*EXERCISE INPUTS*.
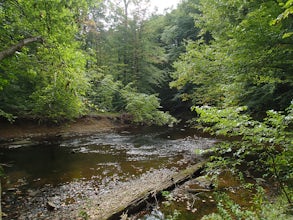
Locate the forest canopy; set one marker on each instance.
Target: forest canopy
(63, 59)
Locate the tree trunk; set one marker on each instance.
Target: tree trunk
(138, 203)
(0, 201)
(11, 50)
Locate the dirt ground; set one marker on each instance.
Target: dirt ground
(82, 126)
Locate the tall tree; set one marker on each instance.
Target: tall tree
(247, 62)
(38, 78)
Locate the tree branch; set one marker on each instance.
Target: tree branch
(17, 47)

*WHAT THIS TASK INVOLVES*.
Every record above must be repeated exactly, with the pictures dropped.

*REPLY TO THE EXERCISE*.
Locate the forest canopy; set one marker on each instance.
Target: forest canopy
(63, 59)
Locate the tree trunk; set one marker on each instance.
Target: tree trunk
(138, 203)
(0, 201)
(11, 50)
Locate the dirt ground; set one marker on each instance.
Target: dirt ground
(82, 126)
Locate the tall tree; set one marker on each instance.
Target: tall tree
(247, 62)
(38, 78)
Locate the tree branch; set one marker on each instance.
Target: tree branch
(17, 47)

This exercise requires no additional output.